Data section -

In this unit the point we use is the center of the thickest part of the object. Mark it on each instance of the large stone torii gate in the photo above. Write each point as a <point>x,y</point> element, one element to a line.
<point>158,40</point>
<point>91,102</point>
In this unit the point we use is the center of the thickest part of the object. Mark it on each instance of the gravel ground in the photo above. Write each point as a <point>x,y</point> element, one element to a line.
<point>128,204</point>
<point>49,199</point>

Written exercise - Copy out the rows verbatim, starting at the line containing "of the gravel" and ending with the last row, with both ends included.

Solved exercise -
In this unit the point we use is the center of the thickest part of the object. Mark it on each instance of the gravel ground in the photo above. Write each point as a <point>x,y</point> element, one element to a line.
<point>128,204</point>
<point>49,199</point>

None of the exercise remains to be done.